## Start Material provided

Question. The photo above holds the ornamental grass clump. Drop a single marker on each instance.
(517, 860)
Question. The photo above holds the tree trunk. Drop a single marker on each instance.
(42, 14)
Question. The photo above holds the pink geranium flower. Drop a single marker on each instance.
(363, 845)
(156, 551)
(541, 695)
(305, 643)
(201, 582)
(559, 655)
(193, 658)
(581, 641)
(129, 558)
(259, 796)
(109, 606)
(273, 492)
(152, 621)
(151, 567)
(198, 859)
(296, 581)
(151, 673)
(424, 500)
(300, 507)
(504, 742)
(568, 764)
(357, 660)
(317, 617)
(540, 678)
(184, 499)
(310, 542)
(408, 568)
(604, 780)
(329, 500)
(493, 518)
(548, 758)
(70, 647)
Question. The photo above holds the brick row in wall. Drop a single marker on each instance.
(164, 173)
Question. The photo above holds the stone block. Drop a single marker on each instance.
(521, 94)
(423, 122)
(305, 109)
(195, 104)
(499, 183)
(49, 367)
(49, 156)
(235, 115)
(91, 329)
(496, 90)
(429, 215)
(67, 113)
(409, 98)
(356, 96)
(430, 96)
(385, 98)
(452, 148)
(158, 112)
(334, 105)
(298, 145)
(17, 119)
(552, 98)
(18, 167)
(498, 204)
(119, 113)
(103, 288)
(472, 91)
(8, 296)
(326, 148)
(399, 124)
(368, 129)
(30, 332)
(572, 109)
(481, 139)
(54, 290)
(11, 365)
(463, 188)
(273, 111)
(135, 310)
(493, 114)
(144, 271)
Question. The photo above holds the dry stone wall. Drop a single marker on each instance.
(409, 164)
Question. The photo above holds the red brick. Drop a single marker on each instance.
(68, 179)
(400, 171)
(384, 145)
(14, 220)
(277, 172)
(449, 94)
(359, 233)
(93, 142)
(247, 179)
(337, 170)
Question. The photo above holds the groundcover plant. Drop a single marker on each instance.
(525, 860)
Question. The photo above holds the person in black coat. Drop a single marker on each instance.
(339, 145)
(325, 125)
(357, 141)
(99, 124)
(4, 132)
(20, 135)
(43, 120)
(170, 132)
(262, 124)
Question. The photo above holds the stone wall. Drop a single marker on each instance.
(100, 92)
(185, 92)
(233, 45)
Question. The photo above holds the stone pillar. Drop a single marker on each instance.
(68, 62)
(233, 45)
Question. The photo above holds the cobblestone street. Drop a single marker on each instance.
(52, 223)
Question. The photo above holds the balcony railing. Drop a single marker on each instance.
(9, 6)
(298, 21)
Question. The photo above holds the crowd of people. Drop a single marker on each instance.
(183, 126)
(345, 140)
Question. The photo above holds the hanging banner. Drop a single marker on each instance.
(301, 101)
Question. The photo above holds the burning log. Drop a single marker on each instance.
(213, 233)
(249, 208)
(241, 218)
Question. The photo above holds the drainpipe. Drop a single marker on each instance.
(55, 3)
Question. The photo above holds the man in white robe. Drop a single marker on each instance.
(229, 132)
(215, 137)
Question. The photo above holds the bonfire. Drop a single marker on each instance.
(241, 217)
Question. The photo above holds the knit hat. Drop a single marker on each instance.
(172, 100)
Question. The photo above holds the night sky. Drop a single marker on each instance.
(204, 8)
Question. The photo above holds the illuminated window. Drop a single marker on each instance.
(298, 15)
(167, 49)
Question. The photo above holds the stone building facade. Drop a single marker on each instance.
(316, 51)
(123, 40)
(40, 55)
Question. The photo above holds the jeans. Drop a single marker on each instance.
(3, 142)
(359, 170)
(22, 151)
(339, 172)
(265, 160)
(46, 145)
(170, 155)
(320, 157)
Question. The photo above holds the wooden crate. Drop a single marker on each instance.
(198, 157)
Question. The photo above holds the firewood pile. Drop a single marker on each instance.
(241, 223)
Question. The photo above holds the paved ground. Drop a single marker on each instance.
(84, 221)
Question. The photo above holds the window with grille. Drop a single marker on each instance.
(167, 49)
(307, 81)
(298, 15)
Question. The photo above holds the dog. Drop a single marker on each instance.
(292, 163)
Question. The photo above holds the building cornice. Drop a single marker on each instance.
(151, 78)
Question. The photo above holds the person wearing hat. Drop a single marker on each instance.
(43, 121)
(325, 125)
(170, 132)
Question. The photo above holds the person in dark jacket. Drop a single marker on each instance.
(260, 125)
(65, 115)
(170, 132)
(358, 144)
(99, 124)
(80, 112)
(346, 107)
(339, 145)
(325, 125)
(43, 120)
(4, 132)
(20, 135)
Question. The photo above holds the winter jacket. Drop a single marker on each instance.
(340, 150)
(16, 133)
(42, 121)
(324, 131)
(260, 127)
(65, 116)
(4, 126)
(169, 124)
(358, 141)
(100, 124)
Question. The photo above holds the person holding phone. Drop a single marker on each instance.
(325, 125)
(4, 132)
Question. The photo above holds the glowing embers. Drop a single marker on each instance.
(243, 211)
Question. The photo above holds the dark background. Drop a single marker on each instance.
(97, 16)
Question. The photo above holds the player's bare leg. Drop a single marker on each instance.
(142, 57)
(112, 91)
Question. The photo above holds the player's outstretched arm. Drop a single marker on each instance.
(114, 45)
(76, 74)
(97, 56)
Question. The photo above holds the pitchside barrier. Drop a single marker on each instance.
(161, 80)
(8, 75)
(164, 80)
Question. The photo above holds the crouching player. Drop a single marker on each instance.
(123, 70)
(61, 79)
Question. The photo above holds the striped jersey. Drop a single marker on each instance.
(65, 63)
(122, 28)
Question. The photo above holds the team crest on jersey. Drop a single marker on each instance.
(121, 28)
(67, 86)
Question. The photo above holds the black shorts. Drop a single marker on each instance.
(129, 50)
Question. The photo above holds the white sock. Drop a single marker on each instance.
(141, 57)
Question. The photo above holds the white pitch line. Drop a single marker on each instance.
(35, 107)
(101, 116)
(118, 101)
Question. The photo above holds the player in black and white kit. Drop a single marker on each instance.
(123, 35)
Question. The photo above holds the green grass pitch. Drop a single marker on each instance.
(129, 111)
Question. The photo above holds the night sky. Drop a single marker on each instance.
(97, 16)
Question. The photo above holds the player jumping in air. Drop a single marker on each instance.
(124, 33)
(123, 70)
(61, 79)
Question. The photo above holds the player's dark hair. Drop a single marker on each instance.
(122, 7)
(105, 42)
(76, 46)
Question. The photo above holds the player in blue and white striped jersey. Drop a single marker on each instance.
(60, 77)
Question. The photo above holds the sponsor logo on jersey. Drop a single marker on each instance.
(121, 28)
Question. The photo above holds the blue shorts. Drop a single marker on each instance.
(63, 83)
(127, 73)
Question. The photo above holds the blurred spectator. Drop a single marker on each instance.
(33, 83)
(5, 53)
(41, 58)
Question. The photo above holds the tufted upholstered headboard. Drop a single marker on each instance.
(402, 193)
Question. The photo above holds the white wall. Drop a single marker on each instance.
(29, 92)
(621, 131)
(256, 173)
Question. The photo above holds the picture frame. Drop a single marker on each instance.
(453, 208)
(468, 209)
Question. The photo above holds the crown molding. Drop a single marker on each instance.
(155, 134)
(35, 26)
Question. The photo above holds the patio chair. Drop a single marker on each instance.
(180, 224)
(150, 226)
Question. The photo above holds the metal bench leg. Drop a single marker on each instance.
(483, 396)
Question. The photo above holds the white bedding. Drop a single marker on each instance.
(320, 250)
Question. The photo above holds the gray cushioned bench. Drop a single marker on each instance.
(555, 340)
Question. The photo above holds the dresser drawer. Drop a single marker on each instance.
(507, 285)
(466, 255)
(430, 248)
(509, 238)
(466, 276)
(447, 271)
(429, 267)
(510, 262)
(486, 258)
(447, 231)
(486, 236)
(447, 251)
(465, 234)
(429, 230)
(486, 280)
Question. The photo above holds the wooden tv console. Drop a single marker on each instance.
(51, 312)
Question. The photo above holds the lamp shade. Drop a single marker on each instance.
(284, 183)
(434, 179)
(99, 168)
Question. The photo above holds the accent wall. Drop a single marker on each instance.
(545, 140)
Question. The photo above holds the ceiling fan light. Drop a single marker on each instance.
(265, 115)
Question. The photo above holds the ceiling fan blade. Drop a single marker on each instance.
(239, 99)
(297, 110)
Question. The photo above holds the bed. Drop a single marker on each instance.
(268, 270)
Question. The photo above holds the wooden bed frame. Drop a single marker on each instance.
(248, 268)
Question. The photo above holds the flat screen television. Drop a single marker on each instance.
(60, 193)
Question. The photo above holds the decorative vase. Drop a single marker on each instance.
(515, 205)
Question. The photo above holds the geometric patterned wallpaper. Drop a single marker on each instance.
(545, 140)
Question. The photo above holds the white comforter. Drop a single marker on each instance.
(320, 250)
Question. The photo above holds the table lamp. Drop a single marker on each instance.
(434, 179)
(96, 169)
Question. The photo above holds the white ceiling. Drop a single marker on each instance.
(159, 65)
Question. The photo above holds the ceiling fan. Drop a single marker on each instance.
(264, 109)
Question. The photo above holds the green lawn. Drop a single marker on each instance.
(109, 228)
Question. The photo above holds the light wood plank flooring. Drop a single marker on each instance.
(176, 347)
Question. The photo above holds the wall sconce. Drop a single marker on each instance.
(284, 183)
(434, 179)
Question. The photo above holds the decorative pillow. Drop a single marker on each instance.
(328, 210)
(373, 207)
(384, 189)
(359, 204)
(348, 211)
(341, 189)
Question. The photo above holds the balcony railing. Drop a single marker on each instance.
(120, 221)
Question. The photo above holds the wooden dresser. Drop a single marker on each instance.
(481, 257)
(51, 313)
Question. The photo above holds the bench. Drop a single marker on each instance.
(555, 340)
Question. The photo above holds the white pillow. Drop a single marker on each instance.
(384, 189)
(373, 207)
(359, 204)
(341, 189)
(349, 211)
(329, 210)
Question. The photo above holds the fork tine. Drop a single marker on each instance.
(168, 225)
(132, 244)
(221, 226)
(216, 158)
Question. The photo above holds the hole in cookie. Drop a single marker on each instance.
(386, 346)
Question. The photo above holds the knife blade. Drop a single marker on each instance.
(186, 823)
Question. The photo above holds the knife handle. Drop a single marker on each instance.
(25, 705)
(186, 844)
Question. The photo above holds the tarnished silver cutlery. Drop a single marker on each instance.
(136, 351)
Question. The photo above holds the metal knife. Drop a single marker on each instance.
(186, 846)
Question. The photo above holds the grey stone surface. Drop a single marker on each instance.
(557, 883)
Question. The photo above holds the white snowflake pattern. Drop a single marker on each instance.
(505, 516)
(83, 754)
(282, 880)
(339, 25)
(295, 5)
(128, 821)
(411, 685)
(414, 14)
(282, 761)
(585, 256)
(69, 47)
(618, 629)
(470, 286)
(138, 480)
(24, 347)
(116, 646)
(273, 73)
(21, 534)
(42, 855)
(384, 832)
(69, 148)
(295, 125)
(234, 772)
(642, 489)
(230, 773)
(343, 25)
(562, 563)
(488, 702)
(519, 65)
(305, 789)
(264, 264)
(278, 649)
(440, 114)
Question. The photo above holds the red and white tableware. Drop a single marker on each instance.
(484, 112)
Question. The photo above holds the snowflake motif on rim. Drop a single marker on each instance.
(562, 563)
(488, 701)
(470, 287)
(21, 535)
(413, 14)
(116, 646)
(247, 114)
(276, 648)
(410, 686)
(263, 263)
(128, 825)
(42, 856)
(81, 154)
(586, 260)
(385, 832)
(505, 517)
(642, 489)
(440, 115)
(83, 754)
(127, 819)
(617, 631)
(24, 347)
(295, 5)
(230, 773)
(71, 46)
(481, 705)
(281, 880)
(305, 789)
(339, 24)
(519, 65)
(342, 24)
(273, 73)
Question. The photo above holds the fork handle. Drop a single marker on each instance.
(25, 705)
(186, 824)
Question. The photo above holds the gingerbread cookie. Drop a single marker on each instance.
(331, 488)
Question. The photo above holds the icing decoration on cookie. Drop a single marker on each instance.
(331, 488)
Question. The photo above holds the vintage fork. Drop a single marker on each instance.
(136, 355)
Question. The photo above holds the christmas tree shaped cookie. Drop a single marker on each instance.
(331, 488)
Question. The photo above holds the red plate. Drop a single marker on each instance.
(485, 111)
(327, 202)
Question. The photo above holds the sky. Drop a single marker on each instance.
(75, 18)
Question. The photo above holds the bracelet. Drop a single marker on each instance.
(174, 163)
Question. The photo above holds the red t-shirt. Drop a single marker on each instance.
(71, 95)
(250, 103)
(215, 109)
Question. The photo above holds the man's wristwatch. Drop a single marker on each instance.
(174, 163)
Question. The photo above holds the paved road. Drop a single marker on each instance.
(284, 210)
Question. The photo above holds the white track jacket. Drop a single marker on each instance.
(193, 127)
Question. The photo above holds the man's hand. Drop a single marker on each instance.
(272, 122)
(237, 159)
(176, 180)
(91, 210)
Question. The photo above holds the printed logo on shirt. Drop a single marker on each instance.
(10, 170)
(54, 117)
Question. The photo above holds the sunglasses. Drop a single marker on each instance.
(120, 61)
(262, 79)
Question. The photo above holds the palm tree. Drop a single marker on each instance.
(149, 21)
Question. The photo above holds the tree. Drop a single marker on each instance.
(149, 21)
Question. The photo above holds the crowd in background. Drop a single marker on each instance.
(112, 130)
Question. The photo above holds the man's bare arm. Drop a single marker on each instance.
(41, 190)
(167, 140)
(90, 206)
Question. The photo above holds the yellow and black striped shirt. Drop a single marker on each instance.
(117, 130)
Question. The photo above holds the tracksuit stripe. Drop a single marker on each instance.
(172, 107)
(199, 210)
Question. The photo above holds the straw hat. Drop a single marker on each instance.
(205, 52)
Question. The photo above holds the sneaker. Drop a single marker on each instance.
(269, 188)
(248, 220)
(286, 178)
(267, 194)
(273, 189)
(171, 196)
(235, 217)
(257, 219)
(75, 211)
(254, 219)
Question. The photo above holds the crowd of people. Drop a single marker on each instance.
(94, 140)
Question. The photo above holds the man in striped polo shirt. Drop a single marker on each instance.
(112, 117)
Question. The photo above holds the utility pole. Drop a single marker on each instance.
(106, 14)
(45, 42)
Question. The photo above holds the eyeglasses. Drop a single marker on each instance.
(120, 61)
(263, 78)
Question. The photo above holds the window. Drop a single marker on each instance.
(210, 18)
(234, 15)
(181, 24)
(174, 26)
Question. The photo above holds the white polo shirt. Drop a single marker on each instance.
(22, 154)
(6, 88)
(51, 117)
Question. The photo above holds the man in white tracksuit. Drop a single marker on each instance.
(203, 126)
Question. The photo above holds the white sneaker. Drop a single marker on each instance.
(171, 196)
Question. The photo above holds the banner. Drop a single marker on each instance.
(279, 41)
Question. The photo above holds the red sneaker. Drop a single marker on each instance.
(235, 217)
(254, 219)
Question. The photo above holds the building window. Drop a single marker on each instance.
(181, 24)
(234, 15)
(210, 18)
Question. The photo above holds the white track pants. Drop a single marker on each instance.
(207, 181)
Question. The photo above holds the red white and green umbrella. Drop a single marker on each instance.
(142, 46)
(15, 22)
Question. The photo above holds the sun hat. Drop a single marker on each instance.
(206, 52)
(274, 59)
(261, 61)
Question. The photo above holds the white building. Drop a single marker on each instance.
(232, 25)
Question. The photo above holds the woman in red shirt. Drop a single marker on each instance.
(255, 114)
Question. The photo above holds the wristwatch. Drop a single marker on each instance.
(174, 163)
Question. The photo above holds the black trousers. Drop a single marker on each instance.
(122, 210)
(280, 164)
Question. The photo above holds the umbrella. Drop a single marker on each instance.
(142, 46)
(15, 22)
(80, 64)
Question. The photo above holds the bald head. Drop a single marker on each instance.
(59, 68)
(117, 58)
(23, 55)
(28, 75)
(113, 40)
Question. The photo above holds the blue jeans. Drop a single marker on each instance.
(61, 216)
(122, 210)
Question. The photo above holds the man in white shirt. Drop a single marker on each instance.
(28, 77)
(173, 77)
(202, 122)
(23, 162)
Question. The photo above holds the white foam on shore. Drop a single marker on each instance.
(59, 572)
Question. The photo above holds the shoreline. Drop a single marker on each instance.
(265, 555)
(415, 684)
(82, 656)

## End Material provided

**Challenge:** Begin with the line containing "Question. The photo above holds the black trousers." and repeat each line exactly until the records above end.

**Correct response:**
Question. The photo above holds the black trousers. Drop a single marker on each instance.
(122, 210)
(280, 164)
Question. The photo above holds the umbrella. Drop a single marker on each instance.
(142, 46)
(15, 22)
(80, 64)
Question. The photo above holds the bald head. Drop a single marker on each instance.
(59, 68)
(117, 58)
(23, 55)
(28, 75)
(113, 40)
Question. The photo above holds the blue jeans. Drop a single marker on each instance.
(61, 216)
(122, 210)
Question. The photo above holds the man in white shirt. Drop a single marker on each instance.
(28, 77)
(173, 77)
(202, 122)
(23, 162)
Question. The photo above holds the white foam on shore. Drop a single marker on each instance.
(59, 572)
Question. The photo above holds the shoreline. Drop a single marker on each instance.
(265, 555)
(415, 684)
(82, 656)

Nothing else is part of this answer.